== Work item ==
Transcribe the whole listing exactly.
■ ■ ■ ■ ■ ■ ■
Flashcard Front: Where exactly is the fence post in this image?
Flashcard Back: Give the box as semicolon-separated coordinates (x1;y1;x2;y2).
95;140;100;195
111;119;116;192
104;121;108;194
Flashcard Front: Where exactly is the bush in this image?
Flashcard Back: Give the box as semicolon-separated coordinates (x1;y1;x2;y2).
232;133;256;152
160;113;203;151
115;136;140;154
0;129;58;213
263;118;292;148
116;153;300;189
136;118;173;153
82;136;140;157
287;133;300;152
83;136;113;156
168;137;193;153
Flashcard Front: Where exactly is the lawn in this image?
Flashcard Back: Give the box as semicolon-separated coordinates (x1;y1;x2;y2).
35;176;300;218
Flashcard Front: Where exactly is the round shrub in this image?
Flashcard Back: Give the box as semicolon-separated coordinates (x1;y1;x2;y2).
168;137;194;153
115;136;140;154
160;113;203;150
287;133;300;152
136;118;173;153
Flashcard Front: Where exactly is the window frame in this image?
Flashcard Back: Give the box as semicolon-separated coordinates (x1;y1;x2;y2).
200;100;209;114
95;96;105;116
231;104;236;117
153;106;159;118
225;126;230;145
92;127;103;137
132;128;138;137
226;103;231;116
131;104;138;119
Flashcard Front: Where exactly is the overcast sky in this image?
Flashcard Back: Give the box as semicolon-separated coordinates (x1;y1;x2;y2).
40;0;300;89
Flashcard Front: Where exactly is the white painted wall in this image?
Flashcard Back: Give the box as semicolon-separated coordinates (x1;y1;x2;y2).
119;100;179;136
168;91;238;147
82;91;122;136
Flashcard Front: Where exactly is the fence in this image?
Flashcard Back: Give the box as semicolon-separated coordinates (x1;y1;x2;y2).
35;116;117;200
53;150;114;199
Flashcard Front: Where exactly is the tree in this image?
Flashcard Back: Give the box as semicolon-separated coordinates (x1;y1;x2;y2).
■ ■ ■ ■ ■ ■ ■
== Solution to this problem ==
Flashcard Front: Where exactly is the fence post in this image?
Flashcard Back: Give the box as semicolon-separated coordinates (x1;y1;x2;y2).
95;140;100;195
111;119;116;192
104;121;108;194
Flashcard Front: Where exactly is the bush in this image?
Flashcard Back: Give the box as semicolon-separated coordinates (x1;y1;x2;y2).
232;133;256;152
160;113;203;151
115;136;140;154
0;129;58;213
263;118;292;148
116;153;300;189
136;118;173;153
82;136;140;157
287;133;300;152
83;136;113;156
168;137;193;153
Flashcard Front: Where exactly is the lawn in this image?
Flashcard Back: Give the box as semicolon-separated coordinates (x1;y1;x2;y2).
35;176;300;218
Flashcard Front: Where exactly is the round shrub in this image?
Flashcard Back: Give the box as semicolon-separated coordinates (x1;y1;x2;y2).
168;137;194;153
115;136;140;154
160;113;203;150
287;133;300;152
136;118;173;153
Flashcard Front: Where exactly is the window frame in this image?
Flashcard Back: Give the box as semicolon-separated coordinates (x1;y1;x2;y2).
200;100;209;114
95;96;105;116
231;104;236;117
153;106;159;118
225;126;230;145
92;127;103;137
132;128;138;137
226;103;231;116
131;104;138;119
Flashcard Front: Where exactly is the overcast sky in this image?
Flashcard Back: Give the box as semicolon-separated coordinates (x1;y1;x2;y2).
40;0;300;89
Flashcard Front: Where exactly is the white painted wall in this image?
Flashcard Back: Give the box as semicolon-separated coordinates (x1;y1;x2;y2).
119;100;179;136
168;91;238;147
82;91;122;136
Flashcard Front: Where exactly is the fence in this image?
Flashcard Back: Give the box as semicolon-separated coordinates (x1;y1;x2;y2).
35;116;117;200
53;150;114;199
Flashcard Front: Where exactly is the tree in this image?
Flashcard Back: Give the box as semicolon-separated coordinates (x1;y1;x2;y2).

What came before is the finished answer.